**WORK TO DO**
In the items from the line containing "drawmask --target running" up to and including the line containing "POLYGON ((268 206, 262", swap "running board" for "side step" and write out only those lines, leaving everything else unchanged.

**DATA LINES**
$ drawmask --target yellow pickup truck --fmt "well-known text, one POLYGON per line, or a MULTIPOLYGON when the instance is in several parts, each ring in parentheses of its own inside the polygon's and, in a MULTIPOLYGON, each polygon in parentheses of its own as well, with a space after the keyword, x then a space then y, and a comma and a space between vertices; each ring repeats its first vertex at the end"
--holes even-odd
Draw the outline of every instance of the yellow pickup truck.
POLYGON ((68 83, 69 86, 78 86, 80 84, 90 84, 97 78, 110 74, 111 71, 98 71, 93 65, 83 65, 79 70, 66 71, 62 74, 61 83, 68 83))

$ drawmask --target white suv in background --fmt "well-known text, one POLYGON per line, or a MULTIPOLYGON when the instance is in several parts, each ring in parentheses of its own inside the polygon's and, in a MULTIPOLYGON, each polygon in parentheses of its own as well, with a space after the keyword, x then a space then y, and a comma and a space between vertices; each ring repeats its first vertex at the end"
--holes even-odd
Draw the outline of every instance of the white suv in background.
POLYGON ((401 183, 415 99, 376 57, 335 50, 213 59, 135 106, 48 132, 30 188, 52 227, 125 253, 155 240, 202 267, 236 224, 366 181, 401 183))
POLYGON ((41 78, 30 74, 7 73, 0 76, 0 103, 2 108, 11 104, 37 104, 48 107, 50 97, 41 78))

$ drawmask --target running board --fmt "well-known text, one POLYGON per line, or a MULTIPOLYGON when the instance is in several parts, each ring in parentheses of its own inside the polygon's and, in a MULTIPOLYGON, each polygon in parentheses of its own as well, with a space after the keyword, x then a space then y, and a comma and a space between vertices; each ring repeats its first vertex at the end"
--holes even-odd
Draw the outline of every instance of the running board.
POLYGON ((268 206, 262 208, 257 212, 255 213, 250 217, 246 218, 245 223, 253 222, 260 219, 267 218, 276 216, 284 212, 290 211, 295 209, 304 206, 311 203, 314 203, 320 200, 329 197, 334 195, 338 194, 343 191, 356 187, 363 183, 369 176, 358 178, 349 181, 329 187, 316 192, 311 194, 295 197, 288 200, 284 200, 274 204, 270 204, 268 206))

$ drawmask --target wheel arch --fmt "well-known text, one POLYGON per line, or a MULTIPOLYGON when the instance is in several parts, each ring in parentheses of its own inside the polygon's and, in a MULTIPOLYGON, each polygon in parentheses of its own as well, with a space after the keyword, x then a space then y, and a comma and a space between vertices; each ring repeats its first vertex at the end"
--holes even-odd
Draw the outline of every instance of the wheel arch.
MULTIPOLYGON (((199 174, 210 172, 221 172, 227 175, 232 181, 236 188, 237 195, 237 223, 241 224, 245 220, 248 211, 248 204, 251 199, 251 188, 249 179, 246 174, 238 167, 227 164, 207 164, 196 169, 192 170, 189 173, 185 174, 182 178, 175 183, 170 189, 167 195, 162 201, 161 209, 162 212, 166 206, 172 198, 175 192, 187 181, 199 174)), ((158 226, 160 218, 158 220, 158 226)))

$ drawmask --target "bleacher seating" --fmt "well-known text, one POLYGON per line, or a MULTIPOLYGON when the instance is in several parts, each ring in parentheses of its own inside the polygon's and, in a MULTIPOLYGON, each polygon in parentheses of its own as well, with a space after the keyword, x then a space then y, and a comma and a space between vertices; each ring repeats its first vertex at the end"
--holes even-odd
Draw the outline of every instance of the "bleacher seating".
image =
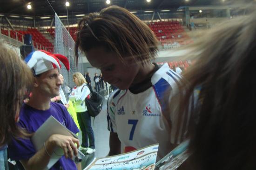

**EXERCISE RESULT**
$ drawmask --target side step --fmt "well-known text, one POLYGON per line, or a MULTIPOLYGON when the instance is in several parts, each ring in parentheses of its own inside the polygon's and, in a MULTIPOLYGON, each polygon in parentheses of its own as well, with a space after the keyword, x then a space then y, and a comma and a space between vertices; each ring repeats its first vertex at the end"
--holes even-odd
Draw the outline of every instance of the side step.
POLYGON ((268 206, 262 208, 257 212, 255 213, 250 217, 246 218, 245 223, 253 222, 260 219, 267 218, 276 216, 284 212, 290 211, 295 209, 304 206, 311 203, 314 203, 320 200, 329 197, 334 195, 338 194, 343 191, 356 187, 363 183, 369 176, 358 178, 349 181, 329 187, 316 192, 311 194, 295 197, 288 200, 284 200, 274 204, 270 204, 268 206))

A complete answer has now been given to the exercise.